Required action
A faithful copy of the data is the goal; set it down exactly, without the images.

[Spatial localization data]
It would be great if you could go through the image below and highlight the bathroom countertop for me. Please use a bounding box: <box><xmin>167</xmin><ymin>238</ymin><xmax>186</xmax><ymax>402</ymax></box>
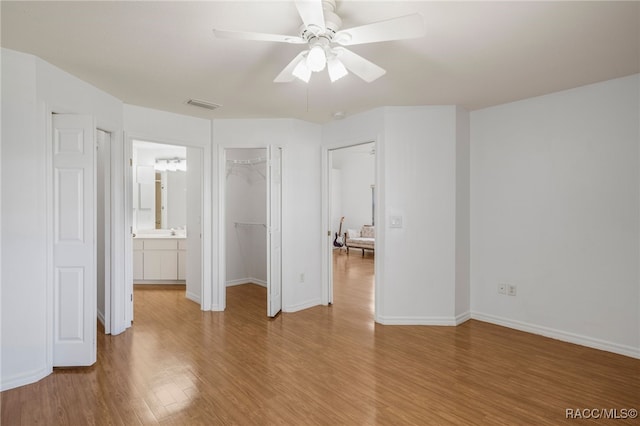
<box><xmin>133</xmin><ymin>233</ymin><xmax>186</xmax><ymax>239</ymax></box>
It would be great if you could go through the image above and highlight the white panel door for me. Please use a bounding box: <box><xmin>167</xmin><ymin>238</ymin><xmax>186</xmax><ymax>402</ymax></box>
<box><xmin>266</xmin><ymin>146</ymin><xmax>282</xmax><ymax>317</ymax></box>
<box><xmin>52</xmin><ymin>114</ymin><xmax>96</xmax><ymax>366</ymax></box>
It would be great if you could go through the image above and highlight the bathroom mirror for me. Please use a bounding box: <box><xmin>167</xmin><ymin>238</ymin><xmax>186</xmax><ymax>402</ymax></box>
<box><xmin>132</xmin><ymin>140</ymin><xmax>187</xmax><ymax>232</ymax></box>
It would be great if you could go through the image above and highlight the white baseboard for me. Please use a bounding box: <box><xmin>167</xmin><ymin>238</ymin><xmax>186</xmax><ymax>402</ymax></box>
<box><xmin>134</xmin><ymin>280</ymin><xmax>186</xmax><ymax>285</ymax></box>
<box><xmin>185</xmin><ymin>291</ymin><xmax>201</xmax><ymax>304</ymax></box>
<box><xmin>455</xmin><ymin>311</ymin><xmax>471</xmax><ymax>325</ymax></box>
<box><xmin>97</xmin><ymin>309</ymin><xmax>105</xmax><ymax>327</ymax></box>
<box><xmin>0</xmin><ymin>366</ymin><xmax>51</xmax><ymax>392</ymax></box>
<box><xmin>283</xmin><ymin>298</ymin><xmax>321</xmax><ymax>313</ymax></box>
<box><xmin>226</xmin><ymin>278</ymin><xmax>267</xmax><ymax>288</ymax></box>
<box><xmin>375</xmin><ymin>315</ymin><xmax>460</xmax><ymax>326</ymax></box>
<box><xmin>209</xmin><ymin>304</ymin><xmax>224</xmax><ymax>312</ymax></box>
<box><xmin>471</xmin><ymin>311</ymin><xmax>640</xmax><ymax>359</ymax></box>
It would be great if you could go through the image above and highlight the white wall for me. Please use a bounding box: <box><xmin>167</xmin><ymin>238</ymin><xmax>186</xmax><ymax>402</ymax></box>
<box><xmin>166</xmin><ymin>171</ymin><xmax>187</xmax><ymax>229</ymax></box>
<box><xmin>470</xmin><ymin>75</ymin><xmax>640</xmax><ymax>358</ymax></box>
<box><xmin>332</xmin><ymin>145</ymin><xmax>375</xmax><ymax>232</ymax></box>
<box><xmin>1</xmin><ymin>50</ymin><xmax>45</xmax><ymax>391</ymax></box>
<box><xmin>323</xmin><ymin>107</ymin><xmax>470</xmax><ymax>325</ymax></box>
<box><xmin>330</xmin><ymin>168</ymin><xmax>342</xmax><ymax>236</ymax></box>
<box><xmin>382</xmin><ymin>106</ymin><xmax>469</xmax><ymax>324</ymax></box>
<box><xmin>213</xmin><ymin>119</ymin><xmax>323</xmax><ymax>312</ymax></box>
<box><xmin>455</xmin><ymin>107</ymin><xmax>471</xmax><ymax>320</ymax></box>
<box><xmin>186</xmin><ymin>147</ymin><xmax>202</xmax><ymax>303</ymax></box>
<box><xmin>1</xmin><ymin>48</ymin><xmax>124</xmax><ymax>391</ymax></box>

Solution
It would be great if you could go through the image below and highlight the bathroom countertop for me. Please use a bounding box: <box><xmin>167</xmin><ymin>238</ymin><xmax>186</xmax><ymax>402</ymax></box>
<box><xmin>133</xmin><ymin>233</ymin><xmax>186</xmax><ymax>239</ymax></box>
It would be great if you could go through the image above and highlight the white panel door for me. Please use a bounding box: <box><xmin>167</xmin><ymin>238</ymin><xmax>186</xmax><ymax>402</ymax></box>
<box><xmin>266</xmin><ymin>146</ymin><xmax>282</xmax><ymax>317</ymax></box>
<box><xmin>52</xmin><ymin>114</ymin><xmax>96</xmax><ymax>366</ymax></box>
It would be great if you could go through the image above and highlight the bathroom mirror for me. Please use a bounding box: <box><xmin>167</xmin><ymin>238</ymin><xmax>186</xmax><ymax>402</ymax></box>
<box><xmin>132</xmin><ymin>140</ymin><xmax>187</xmax><ymax>232</ymax></box>
It would be great if you could go through the image above and highlight the white baseboard for me. Please use a bounding box: <box><xmin>167</xmin><ymin>238</ymin><xmax>186</xmax><ymax>402</ymax></box>
<box><xmin>134</xmin><ymin>280</ymin><xmax>186</xmax><ymax>285</ymax></box>
<box><xmin>185</xmin><ymin>291</ymin><xmax>201</xmax><ymax>304</ymax></box>
<box><xmin>455</xmin><ymin>311</ymin><xmax>471</xmax><ymax>325</ymax></box>
<box><xmin>97</xmin><ymin>309</ymin><xmax>105</xmax><ymax>327</ymax></box>
<box><xmin>0</xmin><ymin>366</ymin><xmax>51</xmax><ymax>392</ymax></box>
<box><xmin>283</xmin><ymin>298</ymin><xmax>321</xmax><ymax>313</ymax></box>
<box><xmin>226</xmin><ymin>278</ymin><xmax>267</xmax><ymax>288</ymax></box>
<box><xmin>375</xmin><ymin>315</ymin><xmax>460</xmax><ymax>326</ymax></box>
<box><xmin>209</xmin><ymin>304</ymin><xmax>224</xmax><ymax>312</ymax></box>
<box><xmin>471</xmin><ymin>311</ymin><xmax>640</xmax><ymax>359</ymax></box>
It would be great if you could go through the image above and highlight the white wall for me. Please use a bounding box: <box><xmin>167</xmin><ymin>238</ymin><xmax>186</xmax><ymax>402</ymax></box>
<box><xmin>166</xmin><ymin>171</ymin><xmax>187</xmax><ymax>229</ymax></box>
<box><xmin>470</xmin><ymin>75</ymin><xmax>640</xmax><ymax>358</ymax></box>
<box><xmin>332</xmin><ymin>145</ymin><xmax>375</xmax><ymax>232</ymax></box>
<box><xmin>1</xmin><ymin>50</ymin><xmax>45</xmax><ymax>391</ymax></box>
<box><xmin>323</xmin><ymin>107</ymin><xmax>470</xmax><ymax>325</ymax></box>
<box><xmin>330</xmin><ymin>168</ymin><xmax>342</xmax><ymax>236</ymax></box>
<box><xmin>382</xmin><ymin>106</ymin><xmax>469</xmax><ymax>324</ymax></box>
<box><xmin>213</xmin><ymin>119</ymin><xmax>323</xmax><ymax>312</ymax></box>
<box><xmin>455</xmin><ymin>107</ymin><xmax>471</xmax><ymax>320</ymax></box>
<box><xmin>186</xmin><ymin>147</ymin><xmax>202</xmax><ymax>303</ymax></box>
<box><xmin>1</xmin><ymin>48</ymin><xmax>124</xmax><ymax>391</ymax></box>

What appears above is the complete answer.